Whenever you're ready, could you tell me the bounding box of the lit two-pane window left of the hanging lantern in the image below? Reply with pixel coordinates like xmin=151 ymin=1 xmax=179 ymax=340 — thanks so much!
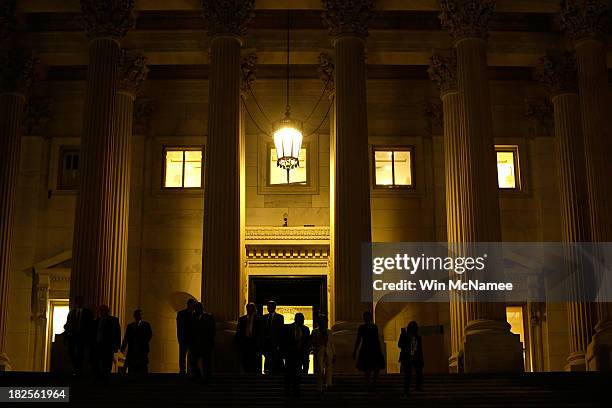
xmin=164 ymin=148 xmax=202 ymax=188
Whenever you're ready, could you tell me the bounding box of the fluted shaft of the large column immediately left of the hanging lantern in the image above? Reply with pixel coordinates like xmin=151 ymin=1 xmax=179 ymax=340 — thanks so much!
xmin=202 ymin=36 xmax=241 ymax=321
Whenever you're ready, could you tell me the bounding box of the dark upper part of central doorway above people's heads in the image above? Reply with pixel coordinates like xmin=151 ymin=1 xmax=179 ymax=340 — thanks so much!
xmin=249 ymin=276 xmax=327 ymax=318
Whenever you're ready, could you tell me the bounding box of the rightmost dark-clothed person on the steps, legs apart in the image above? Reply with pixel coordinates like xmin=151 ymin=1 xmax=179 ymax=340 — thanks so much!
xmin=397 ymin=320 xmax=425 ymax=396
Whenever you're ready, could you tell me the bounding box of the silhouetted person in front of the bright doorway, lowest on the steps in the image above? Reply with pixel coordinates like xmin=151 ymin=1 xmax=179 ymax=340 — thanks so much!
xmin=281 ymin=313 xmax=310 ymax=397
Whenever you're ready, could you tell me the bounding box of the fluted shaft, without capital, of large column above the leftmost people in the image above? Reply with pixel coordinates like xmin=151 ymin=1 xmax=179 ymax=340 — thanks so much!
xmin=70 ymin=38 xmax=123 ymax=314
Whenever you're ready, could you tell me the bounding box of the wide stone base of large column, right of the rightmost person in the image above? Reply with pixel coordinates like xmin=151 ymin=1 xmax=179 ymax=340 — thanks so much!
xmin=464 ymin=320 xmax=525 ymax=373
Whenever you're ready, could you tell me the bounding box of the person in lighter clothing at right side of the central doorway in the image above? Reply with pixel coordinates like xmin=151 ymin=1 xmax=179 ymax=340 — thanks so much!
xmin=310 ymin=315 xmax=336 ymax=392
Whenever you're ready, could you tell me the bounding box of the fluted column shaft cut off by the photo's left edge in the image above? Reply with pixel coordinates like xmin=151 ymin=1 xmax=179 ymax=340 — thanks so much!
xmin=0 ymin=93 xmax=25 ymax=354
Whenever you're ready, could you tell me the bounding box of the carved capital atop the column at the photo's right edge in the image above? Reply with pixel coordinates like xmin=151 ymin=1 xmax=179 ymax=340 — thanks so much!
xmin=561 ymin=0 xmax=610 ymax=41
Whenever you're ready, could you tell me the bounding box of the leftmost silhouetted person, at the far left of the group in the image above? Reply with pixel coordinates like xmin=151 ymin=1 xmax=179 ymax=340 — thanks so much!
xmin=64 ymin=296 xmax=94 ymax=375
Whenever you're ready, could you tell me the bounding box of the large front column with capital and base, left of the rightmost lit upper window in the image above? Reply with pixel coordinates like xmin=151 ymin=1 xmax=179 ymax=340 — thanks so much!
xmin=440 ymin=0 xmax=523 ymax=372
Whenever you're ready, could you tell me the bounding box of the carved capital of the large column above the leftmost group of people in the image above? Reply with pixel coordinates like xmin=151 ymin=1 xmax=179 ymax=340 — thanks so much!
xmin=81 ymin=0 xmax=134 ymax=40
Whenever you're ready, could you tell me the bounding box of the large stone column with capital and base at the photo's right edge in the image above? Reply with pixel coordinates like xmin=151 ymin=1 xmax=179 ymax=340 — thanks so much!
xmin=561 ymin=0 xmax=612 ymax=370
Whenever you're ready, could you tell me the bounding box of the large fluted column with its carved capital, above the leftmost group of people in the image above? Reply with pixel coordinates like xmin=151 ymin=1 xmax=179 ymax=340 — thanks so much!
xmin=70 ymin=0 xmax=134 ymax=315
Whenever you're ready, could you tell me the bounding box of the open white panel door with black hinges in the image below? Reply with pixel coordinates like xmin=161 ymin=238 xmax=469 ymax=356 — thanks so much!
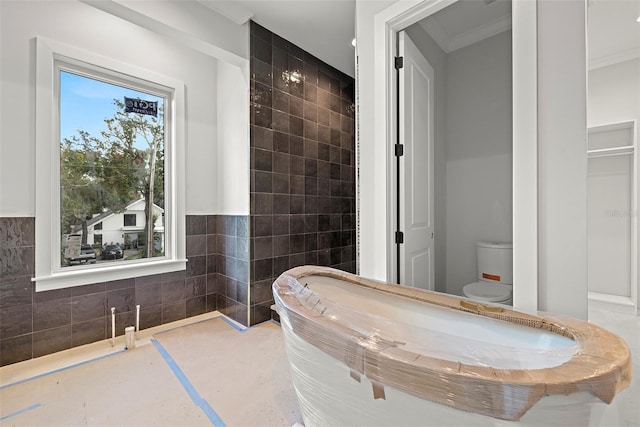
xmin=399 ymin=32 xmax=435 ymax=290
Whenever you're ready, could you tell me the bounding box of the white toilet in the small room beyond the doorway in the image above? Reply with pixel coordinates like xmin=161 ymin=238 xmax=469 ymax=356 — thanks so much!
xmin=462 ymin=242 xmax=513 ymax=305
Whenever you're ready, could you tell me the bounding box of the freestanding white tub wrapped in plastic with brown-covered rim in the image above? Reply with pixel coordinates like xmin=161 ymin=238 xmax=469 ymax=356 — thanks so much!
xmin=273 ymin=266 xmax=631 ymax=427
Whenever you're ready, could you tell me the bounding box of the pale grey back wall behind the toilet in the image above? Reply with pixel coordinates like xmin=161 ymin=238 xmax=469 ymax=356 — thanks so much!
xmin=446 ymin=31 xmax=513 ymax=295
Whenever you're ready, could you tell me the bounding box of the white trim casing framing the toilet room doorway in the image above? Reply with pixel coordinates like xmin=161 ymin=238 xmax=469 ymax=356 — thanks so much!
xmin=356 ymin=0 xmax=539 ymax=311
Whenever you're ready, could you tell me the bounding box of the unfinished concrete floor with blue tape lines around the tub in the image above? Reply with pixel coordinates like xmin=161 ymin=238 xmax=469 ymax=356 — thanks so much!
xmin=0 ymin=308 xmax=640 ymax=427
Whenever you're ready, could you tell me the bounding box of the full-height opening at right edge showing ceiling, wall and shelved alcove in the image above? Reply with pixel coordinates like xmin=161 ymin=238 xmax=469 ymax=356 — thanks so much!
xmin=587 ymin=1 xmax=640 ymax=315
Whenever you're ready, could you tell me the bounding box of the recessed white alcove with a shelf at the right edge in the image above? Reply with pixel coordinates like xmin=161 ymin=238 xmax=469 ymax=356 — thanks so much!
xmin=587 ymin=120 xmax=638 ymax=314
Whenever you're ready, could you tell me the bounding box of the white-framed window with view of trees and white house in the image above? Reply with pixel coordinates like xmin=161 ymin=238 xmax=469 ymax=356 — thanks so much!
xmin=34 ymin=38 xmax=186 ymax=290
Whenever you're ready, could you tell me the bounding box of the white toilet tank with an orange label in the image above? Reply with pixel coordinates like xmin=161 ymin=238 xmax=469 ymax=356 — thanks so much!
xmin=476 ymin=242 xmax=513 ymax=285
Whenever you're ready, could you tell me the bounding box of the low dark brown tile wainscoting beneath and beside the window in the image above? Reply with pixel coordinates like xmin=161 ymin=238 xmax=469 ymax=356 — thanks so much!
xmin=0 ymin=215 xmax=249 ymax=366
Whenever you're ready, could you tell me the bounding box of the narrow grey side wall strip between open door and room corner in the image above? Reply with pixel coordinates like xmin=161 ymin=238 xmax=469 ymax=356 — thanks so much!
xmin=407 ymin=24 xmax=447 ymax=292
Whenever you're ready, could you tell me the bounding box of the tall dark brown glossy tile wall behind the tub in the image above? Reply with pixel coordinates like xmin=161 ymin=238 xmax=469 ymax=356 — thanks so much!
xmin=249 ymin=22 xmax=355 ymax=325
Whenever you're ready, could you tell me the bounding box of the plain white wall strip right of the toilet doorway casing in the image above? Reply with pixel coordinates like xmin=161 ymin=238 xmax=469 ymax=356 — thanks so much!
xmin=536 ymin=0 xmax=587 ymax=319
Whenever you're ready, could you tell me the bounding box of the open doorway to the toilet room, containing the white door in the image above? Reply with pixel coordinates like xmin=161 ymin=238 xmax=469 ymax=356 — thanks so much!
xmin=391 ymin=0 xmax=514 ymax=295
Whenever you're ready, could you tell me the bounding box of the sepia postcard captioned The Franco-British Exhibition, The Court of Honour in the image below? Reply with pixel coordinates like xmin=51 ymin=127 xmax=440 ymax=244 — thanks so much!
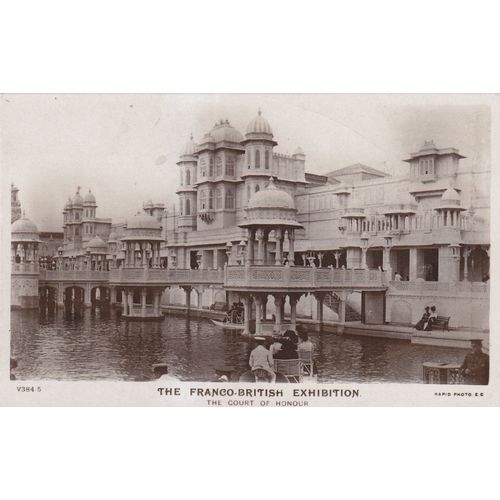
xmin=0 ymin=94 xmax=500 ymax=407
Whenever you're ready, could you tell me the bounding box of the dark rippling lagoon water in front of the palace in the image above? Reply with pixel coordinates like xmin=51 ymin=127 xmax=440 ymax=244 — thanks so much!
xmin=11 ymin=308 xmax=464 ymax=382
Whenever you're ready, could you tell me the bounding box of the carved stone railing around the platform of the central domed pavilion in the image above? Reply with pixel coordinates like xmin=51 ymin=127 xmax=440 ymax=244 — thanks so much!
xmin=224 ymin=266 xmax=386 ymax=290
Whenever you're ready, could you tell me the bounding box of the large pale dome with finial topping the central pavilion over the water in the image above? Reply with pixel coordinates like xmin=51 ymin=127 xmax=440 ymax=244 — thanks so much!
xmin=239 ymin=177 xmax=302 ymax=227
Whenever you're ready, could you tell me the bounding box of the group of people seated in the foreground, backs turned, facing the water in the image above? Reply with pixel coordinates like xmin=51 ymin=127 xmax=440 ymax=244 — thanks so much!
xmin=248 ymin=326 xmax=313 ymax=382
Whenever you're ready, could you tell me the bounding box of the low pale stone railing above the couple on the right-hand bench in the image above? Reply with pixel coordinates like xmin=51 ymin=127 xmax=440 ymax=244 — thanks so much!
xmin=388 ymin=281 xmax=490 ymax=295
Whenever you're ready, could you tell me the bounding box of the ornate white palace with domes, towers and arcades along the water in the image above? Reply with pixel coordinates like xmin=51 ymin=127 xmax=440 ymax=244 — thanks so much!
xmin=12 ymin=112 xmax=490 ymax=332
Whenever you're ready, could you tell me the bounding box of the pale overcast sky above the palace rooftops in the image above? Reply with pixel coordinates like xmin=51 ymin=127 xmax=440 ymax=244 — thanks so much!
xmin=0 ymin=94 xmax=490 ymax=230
· · · · · · ·
Work task = Final part of the records: return the line that contains "the low pale" and every line after it, exactly, with no other lines added.

Reply =
Whenever you're ready, could you tell me the bounding box of the low pale stone railing above the couple on the right-hand bench in the image above? Reply with pixel coordinates like xmin=51 ymin=127 xmax=440 ymax=244 — thanks so much!
xmin=388 ymin=281 xmax=490 ymax=295
Whenever you're ready, could you tell me the bounding box of the ornate white palace with domes, towers and arcades along the water in the image above? Reply with pixel coordinates like xmin=51 ymin=127 xmax=440 ymax=244 — thanks so much!
xmin=12 ymin=112 xmax=490 ymax=332
Whenever you're ready, could you tell me the bounding box of the pale overcast sky above the palace rooftops in the image above? Reply with pixel coordinates like xmin=51 ymin=127 xmax=440 ymax=244 — thanks so much!
xmin=0 ymin=94 xmax=490 ymax=230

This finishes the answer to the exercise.